→ **GOAL OF THE EXERCISE**
Count the lines in the records below that contain the word "bathroom", and give only the number.

→ **SUPPLIED INFORMATION**
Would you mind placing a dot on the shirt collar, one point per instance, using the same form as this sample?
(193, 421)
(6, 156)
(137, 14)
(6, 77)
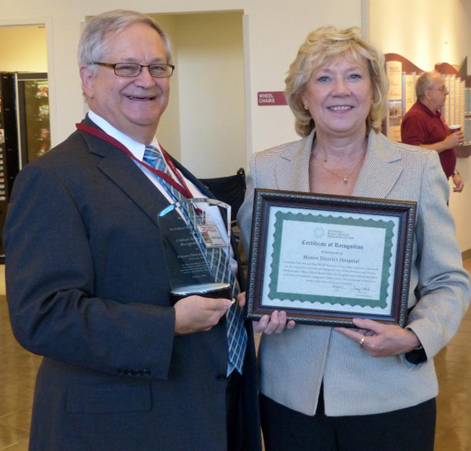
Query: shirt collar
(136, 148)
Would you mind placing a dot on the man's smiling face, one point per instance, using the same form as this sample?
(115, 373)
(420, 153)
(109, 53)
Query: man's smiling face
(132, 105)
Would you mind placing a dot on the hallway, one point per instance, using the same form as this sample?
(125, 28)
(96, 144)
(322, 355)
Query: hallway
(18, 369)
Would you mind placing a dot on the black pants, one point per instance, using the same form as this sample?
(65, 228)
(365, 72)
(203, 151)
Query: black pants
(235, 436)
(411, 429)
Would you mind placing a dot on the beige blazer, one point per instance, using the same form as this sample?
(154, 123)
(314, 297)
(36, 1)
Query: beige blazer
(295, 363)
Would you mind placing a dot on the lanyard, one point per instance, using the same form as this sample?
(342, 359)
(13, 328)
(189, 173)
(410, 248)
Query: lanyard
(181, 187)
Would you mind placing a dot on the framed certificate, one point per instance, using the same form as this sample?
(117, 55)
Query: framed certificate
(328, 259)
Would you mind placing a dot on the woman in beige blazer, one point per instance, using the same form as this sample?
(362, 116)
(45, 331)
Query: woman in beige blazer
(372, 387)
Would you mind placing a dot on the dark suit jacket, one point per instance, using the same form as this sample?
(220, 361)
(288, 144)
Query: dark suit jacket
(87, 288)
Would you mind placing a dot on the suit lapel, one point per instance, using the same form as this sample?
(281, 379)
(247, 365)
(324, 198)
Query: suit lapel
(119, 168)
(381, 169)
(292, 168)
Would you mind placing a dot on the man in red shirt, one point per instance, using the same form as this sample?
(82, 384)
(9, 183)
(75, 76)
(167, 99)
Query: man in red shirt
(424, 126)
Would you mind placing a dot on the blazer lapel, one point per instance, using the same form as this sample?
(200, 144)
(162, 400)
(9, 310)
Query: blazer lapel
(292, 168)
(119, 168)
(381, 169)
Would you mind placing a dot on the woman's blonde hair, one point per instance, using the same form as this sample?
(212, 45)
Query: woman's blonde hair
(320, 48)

* * *

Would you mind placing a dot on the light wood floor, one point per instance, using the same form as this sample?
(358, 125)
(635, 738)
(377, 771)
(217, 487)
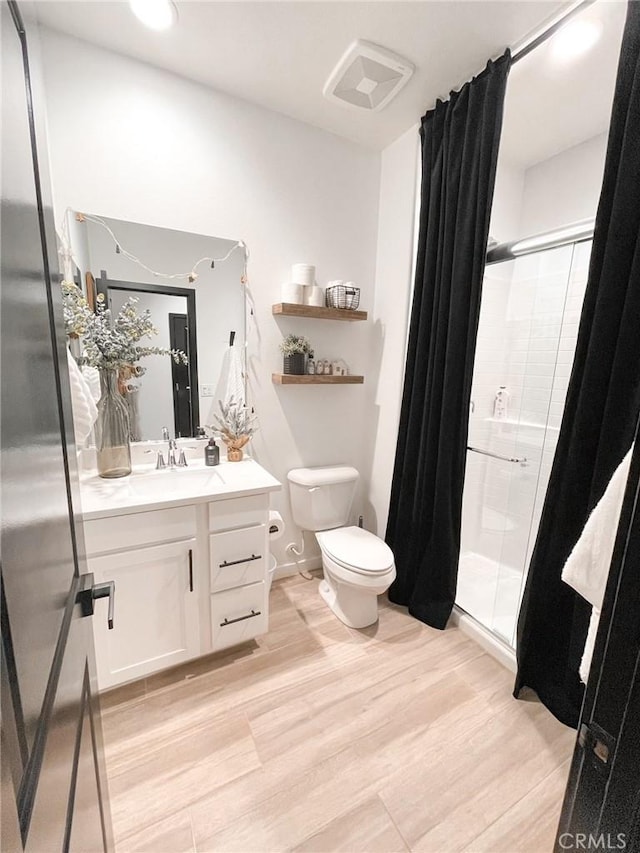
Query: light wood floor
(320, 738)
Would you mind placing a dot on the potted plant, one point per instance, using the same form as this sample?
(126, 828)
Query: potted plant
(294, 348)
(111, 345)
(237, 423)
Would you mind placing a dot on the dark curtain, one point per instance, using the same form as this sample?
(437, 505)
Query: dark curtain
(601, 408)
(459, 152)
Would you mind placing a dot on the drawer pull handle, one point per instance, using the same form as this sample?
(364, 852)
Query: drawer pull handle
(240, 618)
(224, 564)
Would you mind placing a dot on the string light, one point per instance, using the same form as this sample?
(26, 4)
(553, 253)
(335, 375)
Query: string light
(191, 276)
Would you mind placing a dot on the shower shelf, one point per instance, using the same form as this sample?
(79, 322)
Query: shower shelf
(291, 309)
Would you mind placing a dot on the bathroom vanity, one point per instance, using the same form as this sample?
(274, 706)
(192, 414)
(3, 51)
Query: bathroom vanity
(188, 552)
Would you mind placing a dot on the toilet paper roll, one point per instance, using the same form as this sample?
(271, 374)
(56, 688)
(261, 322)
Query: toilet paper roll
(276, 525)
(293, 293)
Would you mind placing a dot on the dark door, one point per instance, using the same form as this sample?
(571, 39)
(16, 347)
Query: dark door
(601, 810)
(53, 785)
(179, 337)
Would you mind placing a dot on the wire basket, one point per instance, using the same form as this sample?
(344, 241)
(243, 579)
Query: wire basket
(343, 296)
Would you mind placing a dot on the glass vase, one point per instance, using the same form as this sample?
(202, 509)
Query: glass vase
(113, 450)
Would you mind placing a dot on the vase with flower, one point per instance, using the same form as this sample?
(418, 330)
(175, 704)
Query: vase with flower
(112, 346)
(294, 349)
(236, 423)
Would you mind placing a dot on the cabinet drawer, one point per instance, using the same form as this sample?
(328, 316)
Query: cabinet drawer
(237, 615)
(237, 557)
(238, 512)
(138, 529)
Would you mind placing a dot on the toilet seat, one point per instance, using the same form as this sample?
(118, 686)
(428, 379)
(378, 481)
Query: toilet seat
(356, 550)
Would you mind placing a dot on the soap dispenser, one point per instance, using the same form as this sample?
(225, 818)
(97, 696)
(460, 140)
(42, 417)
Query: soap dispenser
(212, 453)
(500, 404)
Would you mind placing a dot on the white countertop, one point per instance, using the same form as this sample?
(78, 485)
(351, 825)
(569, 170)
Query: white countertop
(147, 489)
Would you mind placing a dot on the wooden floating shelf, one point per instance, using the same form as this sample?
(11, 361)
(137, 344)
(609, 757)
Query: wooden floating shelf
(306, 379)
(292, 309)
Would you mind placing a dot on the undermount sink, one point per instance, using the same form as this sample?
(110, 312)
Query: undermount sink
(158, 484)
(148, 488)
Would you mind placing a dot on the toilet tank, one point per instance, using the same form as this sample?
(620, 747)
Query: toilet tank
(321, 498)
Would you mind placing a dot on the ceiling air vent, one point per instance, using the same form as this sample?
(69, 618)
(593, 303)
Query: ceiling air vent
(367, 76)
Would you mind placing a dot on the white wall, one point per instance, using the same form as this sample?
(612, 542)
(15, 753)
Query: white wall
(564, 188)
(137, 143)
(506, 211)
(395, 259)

→ **WRITTEN SOLUTION**
2